(Data items)

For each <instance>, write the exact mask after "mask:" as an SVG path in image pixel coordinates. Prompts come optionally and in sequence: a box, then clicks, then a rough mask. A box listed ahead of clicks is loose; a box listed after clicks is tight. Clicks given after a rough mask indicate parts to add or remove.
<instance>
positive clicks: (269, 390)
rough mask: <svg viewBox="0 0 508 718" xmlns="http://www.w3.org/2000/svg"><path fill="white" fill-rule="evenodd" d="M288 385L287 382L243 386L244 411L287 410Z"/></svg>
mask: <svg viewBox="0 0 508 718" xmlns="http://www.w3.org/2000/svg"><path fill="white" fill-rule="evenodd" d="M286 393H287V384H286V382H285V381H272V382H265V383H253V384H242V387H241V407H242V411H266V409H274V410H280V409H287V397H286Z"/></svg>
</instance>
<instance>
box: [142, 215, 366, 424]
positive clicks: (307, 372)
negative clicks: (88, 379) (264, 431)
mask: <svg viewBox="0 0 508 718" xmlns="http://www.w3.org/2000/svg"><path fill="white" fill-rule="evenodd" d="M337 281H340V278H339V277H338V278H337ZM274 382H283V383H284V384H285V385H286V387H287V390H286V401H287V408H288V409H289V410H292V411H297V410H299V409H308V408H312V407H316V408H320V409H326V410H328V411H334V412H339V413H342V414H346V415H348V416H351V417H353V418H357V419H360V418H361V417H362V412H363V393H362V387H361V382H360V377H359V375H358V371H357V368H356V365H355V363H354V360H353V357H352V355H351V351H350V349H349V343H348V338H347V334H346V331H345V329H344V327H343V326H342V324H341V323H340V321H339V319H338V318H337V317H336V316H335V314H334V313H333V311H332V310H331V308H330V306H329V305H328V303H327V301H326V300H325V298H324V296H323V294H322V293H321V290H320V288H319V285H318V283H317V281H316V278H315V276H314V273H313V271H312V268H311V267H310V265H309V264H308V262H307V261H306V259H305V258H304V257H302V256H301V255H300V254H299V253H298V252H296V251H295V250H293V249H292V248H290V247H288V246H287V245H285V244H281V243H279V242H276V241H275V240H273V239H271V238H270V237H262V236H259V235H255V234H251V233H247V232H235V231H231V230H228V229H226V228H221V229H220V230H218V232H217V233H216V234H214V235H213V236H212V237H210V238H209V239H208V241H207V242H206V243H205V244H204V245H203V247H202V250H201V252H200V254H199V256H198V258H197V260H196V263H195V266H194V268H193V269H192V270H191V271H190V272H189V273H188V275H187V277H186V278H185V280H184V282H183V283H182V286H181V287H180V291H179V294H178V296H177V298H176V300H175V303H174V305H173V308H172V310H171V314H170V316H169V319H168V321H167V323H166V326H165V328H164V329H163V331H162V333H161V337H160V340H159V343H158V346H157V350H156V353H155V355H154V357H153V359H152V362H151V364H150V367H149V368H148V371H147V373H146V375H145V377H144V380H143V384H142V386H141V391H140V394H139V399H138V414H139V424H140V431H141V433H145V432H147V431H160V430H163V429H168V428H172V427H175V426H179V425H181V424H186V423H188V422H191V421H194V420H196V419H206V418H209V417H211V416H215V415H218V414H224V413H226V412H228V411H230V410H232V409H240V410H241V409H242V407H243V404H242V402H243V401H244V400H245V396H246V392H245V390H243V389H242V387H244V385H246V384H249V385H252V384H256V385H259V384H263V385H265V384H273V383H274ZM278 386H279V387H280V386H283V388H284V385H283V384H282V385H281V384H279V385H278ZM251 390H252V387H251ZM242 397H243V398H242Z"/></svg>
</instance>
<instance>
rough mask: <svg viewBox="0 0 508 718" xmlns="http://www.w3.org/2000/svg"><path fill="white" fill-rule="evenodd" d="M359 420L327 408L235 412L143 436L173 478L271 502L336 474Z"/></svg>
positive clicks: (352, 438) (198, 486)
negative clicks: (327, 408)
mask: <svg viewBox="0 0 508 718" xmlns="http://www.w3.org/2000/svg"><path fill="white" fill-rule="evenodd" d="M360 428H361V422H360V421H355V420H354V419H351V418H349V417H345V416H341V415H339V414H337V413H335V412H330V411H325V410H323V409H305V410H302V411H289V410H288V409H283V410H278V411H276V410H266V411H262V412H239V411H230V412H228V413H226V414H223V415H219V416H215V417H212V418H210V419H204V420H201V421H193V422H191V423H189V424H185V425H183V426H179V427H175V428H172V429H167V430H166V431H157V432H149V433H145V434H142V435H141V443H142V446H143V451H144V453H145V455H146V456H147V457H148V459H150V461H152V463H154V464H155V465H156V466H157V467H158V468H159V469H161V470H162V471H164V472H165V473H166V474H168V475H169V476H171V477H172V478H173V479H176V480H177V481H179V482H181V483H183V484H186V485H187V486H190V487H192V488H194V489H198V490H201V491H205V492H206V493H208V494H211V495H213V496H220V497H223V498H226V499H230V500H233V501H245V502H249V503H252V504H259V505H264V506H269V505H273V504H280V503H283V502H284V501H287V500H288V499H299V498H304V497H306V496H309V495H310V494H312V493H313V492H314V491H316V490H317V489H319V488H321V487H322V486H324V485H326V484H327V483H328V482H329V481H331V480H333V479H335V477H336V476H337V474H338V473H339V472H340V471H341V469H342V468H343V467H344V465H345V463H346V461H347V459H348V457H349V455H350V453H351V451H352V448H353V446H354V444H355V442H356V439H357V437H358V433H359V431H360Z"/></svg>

PROBLEM DESCRIPTION => Retype every record above exactly.

TASK OUTPUT =>
For each <instance>, write the exact mask after "mask:" as an SVG path in image pixel coordinates. Prompts come optionally and in sequence: a box, then clicks, then a rough mask. A box listed ahead of clicks is loose; a box listed after clicks is tight. Clicks given after a rough mask indicate parts to add or remove.
<instance>
positive clicks: (269, 390)
rough mask: <svg viewBox="0 0 508 718" xmlns="http://www.w3.org/2000/svg"><path fill="white" fill-rule="evenodd" d="M288 385L287 382L243 386L244 411L287 410Z"/></svg>
mask: <svg viewBox="0 0 508 718" xmlns="http://www.w3.org/2000/svg"><path fill="white" fill-rule="evenodd" d="M286 393H287V384H286V382H285V381H272V382H265V383H253V384H242V387H241V407H242V411H266V409H274V410H280V409H287V397H286Z"/></svg>
</instance>
<instance>
box: [142, 215, 366, 424]
positive clicks: (307, 372)
negative clicks: (88, 379) (264, 431)
mask: <svg viewBox="0 0 508 718" xmlns="http://www.w3.org/2000/svg"><path fill="white" fill-rule="evenodd" d="M337 281H340V278H339V277H338V278H337ZM274 382H283V383H284V384H285V385H286V387H287V390H286V401H287V408H288V409H289V410H292V411H297V410H299V409H308V408H312V407H316V408H320V409H326V410H328V411H334V412H339V413H342V414H346V415H348V416H351V417H353V418H357V419H360V418H361V417H362V412H363V393H362V387H361V382H360V377H359V375H358V371H357V368H356V365H355V363H354V360H353V357H352V355H351V351H350V349H349V343H348V338H347V334H346V331H345V329H344V327H343V326H342V324H341V323H340V321H339V319H338V318H337V317H336V316H335V314H334V313H333V311H332V310H331V308H330V306H329V305H328V303H327V301H326V300H325V298H324V296H323V294H322V293H321V290H320V288H319V285H318V283H317V281H316V278H315V276H314V273H313V271H312V268H311V267H310V265H309V264H308V262H307V261H306V259H305V258H304V257H302V256H301V255H300V254H299V253H298V252H296V251H295V250H293V249H292V248H290V247H288V246H287V245H285V244H281V243H279V242H276V241H275V240H273V239H271V238H270V237H262V236H259V235H255V234H251V233H247V232H235V231H231V230H228V229H226V228H221V229H220V230H218V232H217V233H216V234H214V235H213V236H212V237H210V238H209V239H208V241H207V242H206V243H205V244H204V245H203V247H202V250H201V252H200V254H199V256H198V258H197V260H196V263H195V266H194V268H193V269H192V270H191V271H190V272H189V273H188V275H187V277H186V278H185V280H184V282H183V283H182V286H181V287H180V291H179V294H178V296H177V298H176V300H175V303H174V305H173V308H172V310H171V314H170V316H169V319H168V321H167V323H166V326H165V328H164V329H163V331H162V333H161V337H160V340H159V343H158V346H157V350H156V353H155V355H154V357H153V359H152V362H151V364H150V367H149V368H148V371H147V373H146V375H145V377H144V380H143V384H142V386H141V391H140V394H139V399H138V414H139V424H140V431H141V433H145V432H147V431H160V430H163V429H168V428H172V427H175V426H179V425H181V424H186V423H188V422H191V421H194V420H196V419H206V418H209V417H211V416H215V415H218V414H224V413H226V412H228V411H230V410H232V409H240V410H241V409H242V407H243V404H242V402H243V401H244V400H245V396H246V392H245V390H243V389H242V387H244V385H246V384H249V385H252V384H256V385H259V384H263V385H265V384H273V383H274ZM278 386H279V387H280V386H283V388H284V385H283V384H282V385H281V384H279V385H278ZM251 390H252V387H251ZM242 397H243V398H242Z"/></svg>
</instance>
<instance>
rough mask: <svg viewBox="0 0 508 718" xmlns="http://www.w3.org/2000/svg"><path fill="white" fill-rule="evenodd" d="M359 420L327 408L235 412L143 436L173 478L271 502L336 474Z"/></svg>
positive clicks: (352, 438) (198, 486)
negative clicks: (327, 408)
mask: <svg viewBox="0 0 508 718" xmlns="http://www.w3.org/2000/svg"><path fill="white" fill-rule="evenodd" d="M360 428H361V422H360V421H355V420H354V419H351V418H349V417H345V416H341V415H339V414H337V413H335V412H330V411H325V410H323V409H305V410H302V411H289V410H288V409H283V410H278V411H276V410H266V411H262V412H239V411H230V412H228V413H226V414H223V415H219V416H215V417H212V418H210V419H204V420H201V421H193V422H191V423H189V424H185V425H183V426H179V427H175V428H172V429H167V430H166V431H157V432H149V433H145V434H142V435H141V443H142V446H143V451H144V453H145V455H146V456H147V457H148V459H150V461H152V463H154V464H155V465H156V466H157V467H158V468H159V469H161V470H162V471H164V472H165V473H166V474H168V475H169V476H171V477H172V478H173V479H176V480H177V481H179V482H181V483H183V484H186V485H187V486H190V487H192V488H194V489H198V490H201V491H205V492H206V493H208V494H211V495H213V496H220V497H223V498H226V499H230V500H233V501H245V502H249V503H252V504H259V505H264V506H269V505H273V504H280V503H283V502H284V501H287V500H288V499H299V498H304V497H306V496H309V495H310V494H312V493H313V492H314V491H316V490H317V489H319V488H321V487H322V486H324V485H326V484H327V483H328V482H329V481H331V480H333V479H335V477H336V476H337V474H338V473H339V472H340V471H341V469H342V468H343V467H344V465H345V463H346V461H347V459H348V457H349V455H350V453H351V451H352V448H353V446H354V444H355V442H356V439H357V437H358V433H359V431H360Z"/></svg>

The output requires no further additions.